▸ **WHAT TO PRODUCE**:
Pull out every line of the items below that contains the string "white", with case counting.

▸ **MATERIAL FOR THE TASK**:
--------------------------------------------------

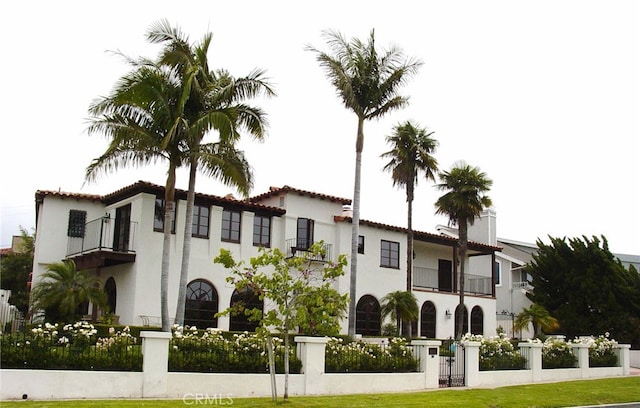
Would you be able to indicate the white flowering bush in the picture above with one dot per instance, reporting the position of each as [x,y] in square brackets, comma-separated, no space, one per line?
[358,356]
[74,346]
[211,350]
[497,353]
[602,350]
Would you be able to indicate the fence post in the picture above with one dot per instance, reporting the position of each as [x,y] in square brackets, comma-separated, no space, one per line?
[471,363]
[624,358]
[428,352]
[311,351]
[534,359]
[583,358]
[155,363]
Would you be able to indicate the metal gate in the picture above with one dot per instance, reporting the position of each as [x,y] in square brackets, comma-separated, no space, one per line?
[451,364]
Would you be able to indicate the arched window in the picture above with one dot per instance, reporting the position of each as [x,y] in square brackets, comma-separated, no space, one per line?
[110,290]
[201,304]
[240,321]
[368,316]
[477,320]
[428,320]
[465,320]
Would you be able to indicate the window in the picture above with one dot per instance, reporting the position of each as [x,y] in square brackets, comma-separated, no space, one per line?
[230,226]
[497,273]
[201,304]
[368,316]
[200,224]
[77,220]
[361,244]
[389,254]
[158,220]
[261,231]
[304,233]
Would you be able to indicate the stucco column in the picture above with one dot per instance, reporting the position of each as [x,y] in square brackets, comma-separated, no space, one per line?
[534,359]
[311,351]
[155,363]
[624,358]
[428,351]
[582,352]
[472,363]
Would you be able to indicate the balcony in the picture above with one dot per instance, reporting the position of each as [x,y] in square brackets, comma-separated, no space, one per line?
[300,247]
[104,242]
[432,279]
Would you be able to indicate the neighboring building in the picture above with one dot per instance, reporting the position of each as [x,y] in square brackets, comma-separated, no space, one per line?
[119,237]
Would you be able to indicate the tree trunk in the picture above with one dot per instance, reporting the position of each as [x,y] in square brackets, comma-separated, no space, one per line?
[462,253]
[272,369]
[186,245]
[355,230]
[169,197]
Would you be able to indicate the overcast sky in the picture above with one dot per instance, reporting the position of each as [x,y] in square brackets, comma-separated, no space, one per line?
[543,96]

--------------------------------------------------

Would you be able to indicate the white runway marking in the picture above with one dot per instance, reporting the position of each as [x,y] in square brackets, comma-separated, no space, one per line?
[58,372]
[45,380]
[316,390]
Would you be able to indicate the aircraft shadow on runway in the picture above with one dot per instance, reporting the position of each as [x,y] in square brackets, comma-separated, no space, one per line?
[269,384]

--------------------------------------------------

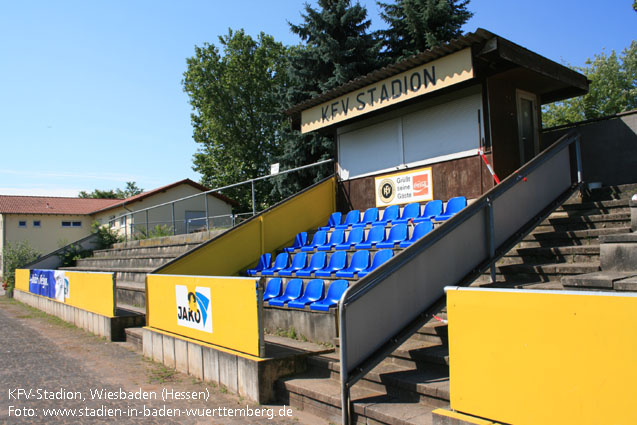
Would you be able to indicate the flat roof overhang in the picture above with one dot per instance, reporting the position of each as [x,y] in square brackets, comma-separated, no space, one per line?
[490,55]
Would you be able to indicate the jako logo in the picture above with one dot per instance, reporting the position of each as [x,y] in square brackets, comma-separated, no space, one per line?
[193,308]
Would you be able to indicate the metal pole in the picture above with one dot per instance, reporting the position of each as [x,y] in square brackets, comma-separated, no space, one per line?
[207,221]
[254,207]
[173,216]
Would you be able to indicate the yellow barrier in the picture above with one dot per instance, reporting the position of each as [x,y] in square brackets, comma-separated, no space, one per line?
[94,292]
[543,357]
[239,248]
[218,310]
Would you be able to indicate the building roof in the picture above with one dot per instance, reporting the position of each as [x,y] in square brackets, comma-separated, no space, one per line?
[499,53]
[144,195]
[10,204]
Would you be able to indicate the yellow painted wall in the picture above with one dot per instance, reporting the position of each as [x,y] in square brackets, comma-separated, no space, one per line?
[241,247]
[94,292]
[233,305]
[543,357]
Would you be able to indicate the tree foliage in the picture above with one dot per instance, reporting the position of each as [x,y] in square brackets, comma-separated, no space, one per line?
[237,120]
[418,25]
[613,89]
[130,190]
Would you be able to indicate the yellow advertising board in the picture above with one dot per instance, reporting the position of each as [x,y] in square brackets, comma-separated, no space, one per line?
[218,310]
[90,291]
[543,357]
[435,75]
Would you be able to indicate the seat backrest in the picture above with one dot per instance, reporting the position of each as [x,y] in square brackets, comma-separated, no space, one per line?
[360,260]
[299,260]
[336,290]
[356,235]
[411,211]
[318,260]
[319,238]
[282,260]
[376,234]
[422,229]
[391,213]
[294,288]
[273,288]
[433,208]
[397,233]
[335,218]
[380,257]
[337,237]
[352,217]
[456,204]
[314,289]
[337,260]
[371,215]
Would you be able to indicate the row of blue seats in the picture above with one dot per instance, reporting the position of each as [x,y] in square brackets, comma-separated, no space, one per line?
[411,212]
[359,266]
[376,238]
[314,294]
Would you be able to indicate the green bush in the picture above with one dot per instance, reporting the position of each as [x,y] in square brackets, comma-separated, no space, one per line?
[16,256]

--------------------------------------------------

▸ **SOLUTION TO THE PROBLEM**:
Would you be able to indicate the white flowering bush in the picture above with one dot per instance, reporting the position of each as [x,y] in square brackets, comma-separated, no space, one per line?
Would you be able to indicate the white runway marking in the picture above with one dot per instance, reporting the position of each as [x,y] in square brackets, comma-separated, no space, one per line?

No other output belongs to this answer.